Given request: Repeat the material below exactly, with no pictures.

**********

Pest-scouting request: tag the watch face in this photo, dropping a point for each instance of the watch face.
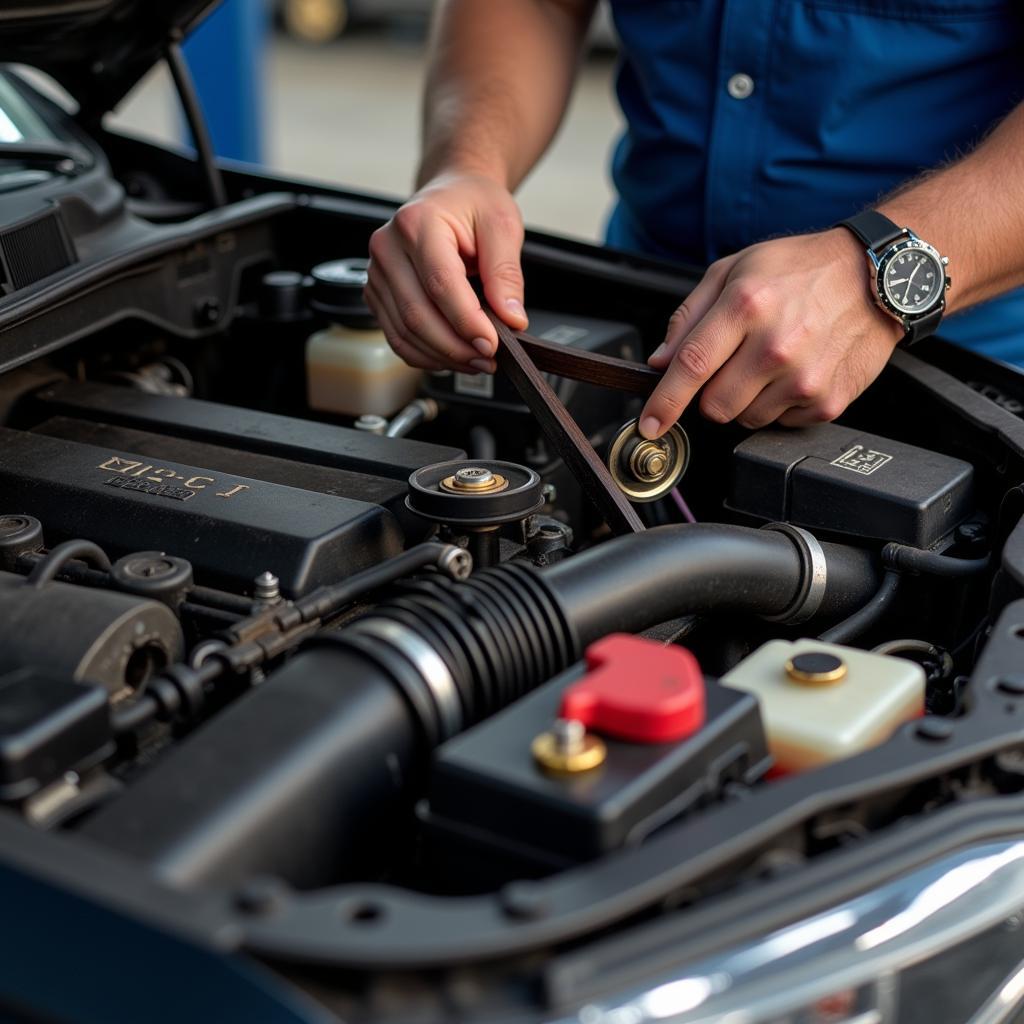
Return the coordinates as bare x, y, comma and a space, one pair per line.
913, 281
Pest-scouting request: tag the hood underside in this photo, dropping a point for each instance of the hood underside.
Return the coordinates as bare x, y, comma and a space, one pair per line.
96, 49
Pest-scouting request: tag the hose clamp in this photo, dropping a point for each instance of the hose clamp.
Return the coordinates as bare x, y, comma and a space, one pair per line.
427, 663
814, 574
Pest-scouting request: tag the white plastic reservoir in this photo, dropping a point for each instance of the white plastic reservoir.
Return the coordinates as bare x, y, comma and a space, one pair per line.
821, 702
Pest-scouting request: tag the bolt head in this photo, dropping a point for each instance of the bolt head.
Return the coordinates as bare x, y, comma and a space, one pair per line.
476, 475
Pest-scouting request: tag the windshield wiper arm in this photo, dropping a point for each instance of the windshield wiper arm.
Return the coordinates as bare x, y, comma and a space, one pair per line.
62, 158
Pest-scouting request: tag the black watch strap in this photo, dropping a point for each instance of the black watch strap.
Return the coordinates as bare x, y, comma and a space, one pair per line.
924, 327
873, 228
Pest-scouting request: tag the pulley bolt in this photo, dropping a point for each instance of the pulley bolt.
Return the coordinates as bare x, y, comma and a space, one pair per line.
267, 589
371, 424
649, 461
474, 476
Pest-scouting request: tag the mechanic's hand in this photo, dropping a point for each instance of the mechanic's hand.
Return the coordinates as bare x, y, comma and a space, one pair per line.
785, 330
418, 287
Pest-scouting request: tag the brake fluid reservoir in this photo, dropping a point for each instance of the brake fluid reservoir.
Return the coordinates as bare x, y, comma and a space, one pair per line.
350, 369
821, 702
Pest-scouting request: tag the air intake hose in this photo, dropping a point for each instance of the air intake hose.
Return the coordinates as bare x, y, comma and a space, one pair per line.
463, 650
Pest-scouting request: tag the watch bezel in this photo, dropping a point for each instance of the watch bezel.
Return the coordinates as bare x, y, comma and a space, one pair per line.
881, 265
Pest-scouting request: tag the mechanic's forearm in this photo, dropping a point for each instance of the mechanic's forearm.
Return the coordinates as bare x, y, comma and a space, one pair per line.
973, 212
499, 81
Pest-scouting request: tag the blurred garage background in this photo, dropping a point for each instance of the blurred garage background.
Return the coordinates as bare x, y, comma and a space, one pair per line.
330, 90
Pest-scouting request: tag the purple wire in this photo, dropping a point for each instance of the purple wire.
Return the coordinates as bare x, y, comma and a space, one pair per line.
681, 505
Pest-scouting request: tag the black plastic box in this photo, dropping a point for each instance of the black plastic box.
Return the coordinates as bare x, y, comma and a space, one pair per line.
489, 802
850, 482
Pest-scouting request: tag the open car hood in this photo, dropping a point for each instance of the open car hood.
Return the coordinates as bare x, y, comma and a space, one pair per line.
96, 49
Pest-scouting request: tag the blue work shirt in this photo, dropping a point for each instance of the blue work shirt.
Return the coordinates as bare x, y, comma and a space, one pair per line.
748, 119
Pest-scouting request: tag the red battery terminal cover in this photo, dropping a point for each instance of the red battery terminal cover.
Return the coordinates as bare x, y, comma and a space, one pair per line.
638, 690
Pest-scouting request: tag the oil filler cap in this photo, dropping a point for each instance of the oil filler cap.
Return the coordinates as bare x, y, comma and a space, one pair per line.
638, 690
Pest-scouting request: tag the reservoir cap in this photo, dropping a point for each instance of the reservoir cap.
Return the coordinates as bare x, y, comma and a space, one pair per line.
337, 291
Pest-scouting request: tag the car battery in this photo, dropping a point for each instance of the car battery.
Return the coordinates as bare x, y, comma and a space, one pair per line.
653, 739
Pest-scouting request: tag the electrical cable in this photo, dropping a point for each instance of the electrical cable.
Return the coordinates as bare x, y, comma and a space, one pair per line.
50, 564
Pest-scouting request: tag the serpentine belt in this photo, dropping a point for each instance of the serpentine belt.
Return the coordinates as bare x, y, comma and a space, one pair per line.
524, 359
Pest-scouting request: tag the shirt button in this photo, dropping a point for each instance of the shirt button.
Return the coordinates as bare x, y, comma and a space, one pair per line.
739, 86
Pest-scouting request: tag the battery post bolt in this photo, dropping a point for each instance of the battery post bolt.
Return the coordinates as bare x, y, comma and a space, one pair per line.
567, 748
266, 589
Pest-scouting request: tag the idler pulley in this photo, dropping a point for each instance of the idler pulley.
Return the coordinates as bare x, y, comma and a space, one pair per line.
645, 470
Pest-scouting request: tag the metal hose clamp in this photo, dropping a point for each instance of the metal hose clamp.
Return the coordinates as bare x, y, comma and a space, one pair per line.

**********

Response to this exercise:
Pest-scouting request: tag the watch face in this photo, dropping a point for each instance of the watch face.
Return the coordinates as bare x, y, comma and a space, one pair per line.
913, 281
Pest-scouting request: tag the hood underside in this photo, dropping a point for each instance of the hood underside.
Return the coordinates as bare x, y, comma and a space, one pair per line.
96, 49
Pest-scouting request: tag the hose clamp in this photo, dropping a point for each instance of the hose clamp.
Return the coordinates as bare x, y, comma and a space, one pair per line.
427, 663
814, 574
Pest-scouting request: tag the white plastic reservoir in this photo, dropping a point for each instance of the white plastic reservoir.
Return the coordinates as bare x, y, comma and a space, one pair per line.
821, 702
Pest-scouting request: tag the bolt head in this photo, dropping a point for each instance of the bolt head.
Return the coordinates as bare x, y, comma and a space, one pair per line.
476, 475
Pest-scouting request: tag the windshield wiper arm in this photo, dropping a point for each instance of the windshield wiper arm.
Return the coordinates as bare x, y, comma and a space, one pair per line.
62, 158
Pest-scouting request: tag the black watch strap in this photo, dropping a point for each instance of the black watch strap.
Return the coordinates as bare x, y, comma and a space, one pair per line.
924, 327
873, 228
Pest-scouting request: tag the pulley bolt in this photo, dropping a point for each instance of the pulley bolt.
Return the coordinates as bare x, y, comma and a space, one pair per line.
267, 589
371, 424
649, 461
474, 476
Pest-scouting request: tag the mechanic's hand in this photo, dropping a point for each instance of the mechanic's hand.
Return the coordinates as bare x, y, comma and a space, one pair per line.
785, 330
418, 287
Pest-scouting request: tag the brake fluid reservoir in this photo, dropping a point for each instance of the brake fluid reservoir.
Return the coordinates as bare x, y, comma and a space, one pair per line.
350, 369
821, 702
Pest-scouting request: tag the air intake hose in this photo, dropping a point for each instance of the air intake hose.
Return the coordinates as bare x, y, comma and a space, one pair per line.
463, 650
Pest-scouting request: tag the watch bezel in this photo, dropping a point for each instance of the watch bezel.
Return the coordinates as bare x, y, comma and a space, one pair per line.
881, 265
Pest-scouting request: tag the mechanic's forearm in this photo, dropping a point for each instance of the mechanic's forearm.
Return the coordinates as bare x, y, comma and a space, one pair per line.
973, 212
499, 81
Pest-scouting request: tag the blurred garage background in this photo, dropping a point for each instance of the blurred garage background.
Return the coordinates as bare x, y, comma and a space, one pair per line.
330, 90
Pest-scouting request: tag the purple wire in this photo, dropping a point for each instance of the purple wire.
Return the coordinates as bare x, y, comma and a space, one pair per line.
681, 505
Pest-scouting request: tag the black plastic box in this photo, dropping a point for each instance of the black plastic box.
Return the coordinates as bare x, y, comma and a space, one pair per line.
489, 802
850, 482
Pest-scouting request: tag the open car hood in this photo, dropping a point for each instance of the open car hood.
Return the coordinates as bare x, y, comma and a space, one pair per line.
96, 49
Pest-scouting request: tag the blue work shirt in this photo, dropping a point for each instance of the blue work shirt.
Return the coordinates as bare x, y, comma and a space, one pair per line.
748, 119
Pest-scouting request: tag the red battery terminal cover in this photo, dropping a point for each instance of the red battery terminal cover.
Return the coordinates as bare x, y, comma and a space, one pair per line.
638, 690
Pest-scouting request: tag the oil filler cap in this photo, dropping a point for each instance of the oil filler cap.
Return the coordinates as bare x, y, comma and a space, one pair per line.
638, 690
Pest-scouting request: tag the reservoir cap in this photo, dropping a point for each instance of the reservoir cap.
Return the coordinates as bare x, y, comma and a space, one pair per line.
337, 291
Pest-scouting request: tag the car battery in this photo, dropping a point for each instance of the car battery.
Return the coordinates as bare x, y, comma and a space, one pair per line.
653, 739
Pest-scouting request: tag the electrical cable in this photo, dropping a point for each instance of the electrical cable.
Return the coordinates as bare x, y, comma and a space, one pair per line.
50, 564
Pest-scouting request: tag the serpentine belt in this photo, dropping a point for each instance of the serpentine belt.
Return the coordinates as bare x, y, comma and a space, one pair per line.
524, 359
Pest-scouting request: tag the shirt button in this photo, dropping a point for each instance of the shirt button.
Return the coordinates as bare x, y, comma and a space, one pair per line.
739, 86
Pest-scouting request: tag the battery post bolt in this photo, dropping a point for each instance of the battery post bolt.
Return the coordinates as bare x, y, comma and a space, one pair per line.
567, 748
266, 589
Pest-scouting request: tag the idler pulley in this photo, dropping a point for each instance of the idler pulley.
Return the coordinates as bare x, y, comma and a space, one pair per line.
645, 470
Pest-scouting request: tag the metal hose clamp in this photo, dropping a point for each instance of the metal hose clamp.
Return the coordinates as bare x, y, comma and a space, one pair per line.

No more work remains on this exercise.